◆ What the task asks
Write out the entries exactly. None of the pictures should appear in the copy.

___ Input records

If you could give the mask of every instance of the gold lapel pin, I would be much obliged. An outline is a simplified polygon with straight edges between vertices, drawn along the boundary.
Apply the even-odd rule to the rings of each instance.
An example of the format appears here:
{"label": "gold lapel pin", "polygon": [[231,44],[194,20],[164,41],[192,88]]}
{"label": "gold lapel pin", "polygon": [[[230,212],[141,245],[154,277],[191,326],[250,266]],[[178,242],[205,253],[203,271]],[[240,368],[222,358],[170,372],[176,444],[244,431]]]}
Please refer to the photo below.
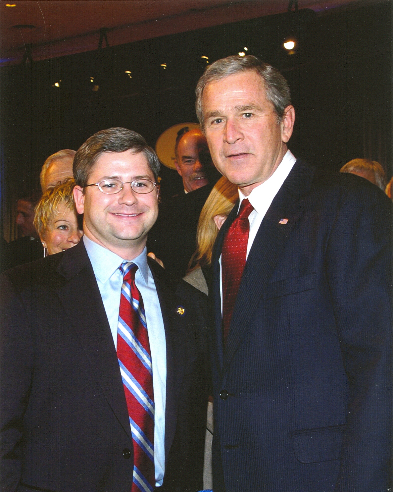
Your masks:
{"label": "gold lapel pin", "polygon": [[281,219],[279,222],[279,224],[288,224],[288,219]]}
{"label": "gold lapel pin", "polygon": [[177,308],[177,314],[180,314],[180,316],[183,316],[184,312],[185,312],[184,307],[178,307]]}

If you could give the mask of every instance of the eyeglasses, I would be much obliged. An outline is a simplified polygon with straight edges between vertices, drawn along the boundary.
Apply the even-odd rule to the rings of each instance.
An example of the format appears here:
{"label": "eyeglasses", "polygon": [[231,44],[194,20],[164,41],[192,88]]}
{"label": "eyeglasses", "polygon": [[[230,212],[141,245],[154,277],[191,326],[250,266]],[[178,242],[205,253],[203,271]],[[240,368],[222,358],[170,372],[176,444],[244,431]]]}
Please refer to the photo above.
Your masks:
{"label": "eyeglasses", "polygon": [[85,188],[88,186],[98,186],[101,193],[105,193],[105,195],[115,195],[116,193],[119,193],[127,183],[130,183],[132,191],[141,195],[151,193],[157,186],[157,183],[154,183],[154,181],[149,178],[134,179],[133,181],[126,181],[125,183],[117,178],[106,178],[98,183],[88,184]]}

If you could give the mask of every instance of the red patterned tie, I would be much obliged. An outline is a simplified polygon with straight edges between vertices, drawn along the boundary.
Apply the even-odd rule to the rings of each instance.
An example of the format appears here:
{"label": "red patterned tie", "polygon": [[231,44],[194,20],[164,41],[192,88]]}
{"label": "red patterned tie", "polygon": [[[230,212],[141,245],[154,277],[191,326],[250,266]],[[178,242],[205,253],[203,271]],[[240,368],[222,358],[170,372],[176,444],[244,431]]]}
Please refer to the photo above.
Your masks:
{"label": "red patterned tie", "polygon": [[134,263],[122,263],[117,327],[117,357],[127,400],[134,447],[131,492],[154,490],[153,371],[146,318],[141,294],[135,285]]}
{"label": "red patterned tie", "polygon": [[247,198],[243,199],[236,219],[230,225],[222,245],[221,271],[223,296],[223,335],[226,341],[231,324],[233,307],[246,264],[248,234],[250,223],[248,216],[254,207]]}

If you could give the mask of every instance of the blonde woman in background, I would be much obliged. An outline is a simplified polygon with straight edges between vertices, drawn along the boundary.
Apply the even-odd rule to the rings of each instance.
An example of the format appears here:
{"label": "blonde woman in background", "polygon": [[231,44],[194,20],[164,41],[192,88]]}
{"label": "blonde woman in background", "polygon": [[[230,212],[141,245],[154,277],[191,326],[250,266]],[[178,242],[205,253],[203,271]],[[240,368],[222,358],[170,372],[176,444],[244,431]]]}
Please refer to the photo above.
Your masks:
{"label": "blonde woman in background", "polygon": [[74,186],[70,178],[49,188],[35,208],[34,225],[44,247],[44,256],[72,248],[83,235],[72,195]]}
{"label": "blonde woman in background", "polygon": [[197,250],[184,280],[205,294],[208,293],[214,242],[238,197],[237,186],[223,176],[214,185],[199,216]]}

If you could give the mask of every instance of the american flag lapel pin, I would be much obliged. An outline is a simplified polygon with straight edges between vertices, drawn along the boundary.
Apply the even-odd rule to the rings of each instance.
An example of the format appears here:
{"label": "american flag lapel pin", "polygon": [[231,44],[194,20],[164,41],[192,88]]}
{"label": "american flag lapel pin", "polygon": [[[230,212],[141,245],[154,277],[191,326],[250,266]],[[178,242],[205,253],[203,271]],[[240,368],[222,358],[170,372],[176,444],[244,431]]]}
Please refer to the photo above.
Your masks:
{"label": "american flag lapel pin", "polygon": [[281,219],[278,221],[278,223],[283,225],[288,224],[288,219]]}
{"label": "american flag lapel pin", "polygon": [[184,309],[184,307],[183,307],[183,306],[179,306],[179,307],[177,308],[177,311],[176,311],[176,312],[177,312],[177,314],[180,314],[180,316],[183,316],[183,315],[184,315],[184,313],[185,313],[185,309]]}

______

◆ Answer below
If you could give the mask of every instance of the gold lapel pin, I would be much obliged. An outline is a simplified polygon with straight edges between vertices, drawn along the boundary.
Apply the even-odd rule to the rings of each instance.
An example of the format appears here:
{"label": "gold lapel pin", "polygon": [[231,44],[194,20],[164,41],[192,88]]}
{"label": "gold lapel pin", "polygon": [[[230,212],[141,245],[154,277],[191,326],[250,266]],[[178,242],[205,253],[203,271]],[[240,368],[222,358],[170,372],[176,444],[244,431]]]}
Please refer to the photo below.
Your masks:
{"label": "gold lapel pin", "polygon": [[281,219],[279,222],[279,224],[288,224],[288,219]]}
{"label": "gold lapel pin", "polygon": [[177,308],[177,314],[180,314],[180,316],[183,316],[184,312],[185,312],[184,307],[178,307]]}

If you could give the mask of every instance of the eyeglasses, I would be much obliged. An outline is a simplified polygon with straight edges between vertices, drawn along the boundary.
Apply the even-odd rule to the rings of each instance.
An example of the format appears here:
{"label": "eyeglasses", "polygon": [[231,44],[194,20],[164,41],[192,88]]}
{"label": "eyeglasses", "polygon": [[[230,212],[141,245],[154,277],[191,326],[250,266]],[[178,242],[205,253],[203,271]],[[240,368],[222,358],[170,372],[176,444],[244,431]]]}
Please refer to the photo above.
Your masks:
{"label": "eyeglasses", "polygon": [[85,188],[88,186],[98,186],[101,193],[105,193],[105,195],[115,195],[116,193],[119,193],[127,183],[130,183],[132,191],[141,195],[151,193],[157,186],[157,183],[154,183],[154,181],[149,178],[134,179],[133,181],[126,181],[125,183],[117,178],[106,178],[98,183],[88,184]]}

If you could give the mask of every instance of the red patterned tie, I would be much obliged. An outline is a simplified polygon with straight edges between vertices, drawn along the boundary.
Apply the even-odd rule to the rings of each instance.
An example of the format appears here:
{"label": "red patterned tie", "polygon": [[231,44],[194,20],[164,41],[192,88]]}
{"label": "red patterned tie", "polygon": [[[230,212],[141,245],[154,277],[191,326],[250,266]],[[178,242],[205,253],[203,271]],[[240,368],[222,358],[170,372],[176,444],[244,431]]]}
Please refer to the photo above.
Your masks:
{"label": "red patterned tie", "polygon": [[134,263],[122,263],[117,327],[117,357],[127,400],[134,447],[131,492],[154,490],[153,371],[146,318],[141,294],[135,285]]}
{"label": "red patterned tie", "polygon": [[247,198],[243,199],[236,219],[230,225],[222,245],[221,271],[223,296],[223,335],[226,341],[231,324],[233,307],[246,264],[248,234],[250,223],[248,216],[254,207]]}

If you could give the mask of every instance of the blonde woman in background, I would be much obliged. An outline is a simplified polygon with straight edges between vertices, drawn along the boundary.
Apply the even-odd rule to the rings of each instance.
An example of the format appears here:
{"label": "blonde woman in background", "polygon": [[231,44],[194,20],[164,41],[192,88]]}
{"label": "blonde woman in background", "polygon": [[[230,212],[141,245],[154,277],[191,326],[250,266]],[[178,242],[205,253],[203,271]],[[240,368],[222,358],[170,372],[176,444],[244,431]]]}
Please refer to the photo above.
Your masks:
{"label": "blonde woman in background", "polygon": [[74,186],[70,178],[49,188],[35,208],[34,225],[44,247],[44,256],[72,248],[83,235],[72,195]]}
{"label": "blonde woman in background", "polygon": [[197,250],[184,280],[205,294],[208,293],[214,242],[238,197],[237,186],[223,176],[214,185],[199,216]]}

If you could give the mask of every instance of the american flag lapel pin, I would be much obliged. An outline is a simplified polygon with straight edges between vertices, drawn along the boundary.
Apply the even-odd rule to the rings of each instance.
An example of the format appears here:
{"label": "american flag lapel pin", "polygon": [[231,44],[194,20],[164,41],[192,88]]}
{"label": "american flag lapel pin", "polygon": [[[230,212],[141,245],[154,277],[191,326],[250,266]],[[178,242],[205,253],[203,271]],[[240,368],[222,358],[170,372],[176,444],[244,431]]]}
Please refer to the photo above.
Your masks:
{"label": "american flag lapel pin", "polygon": [[281,219],[278,221],[278,223],[283,225],[288,224],[288,219]]}
{"label": "american flag lapel pin", "polygon": [[184,309],[184,307],[183,307],[183,306],[179,306],[179,307],[177,308],[177,311],[176,311],[176,312],[177,312],[177,314],[180,314],[180,316],[183,316],[183,315],[184,315],[184,313],[185,313],[185,309]]}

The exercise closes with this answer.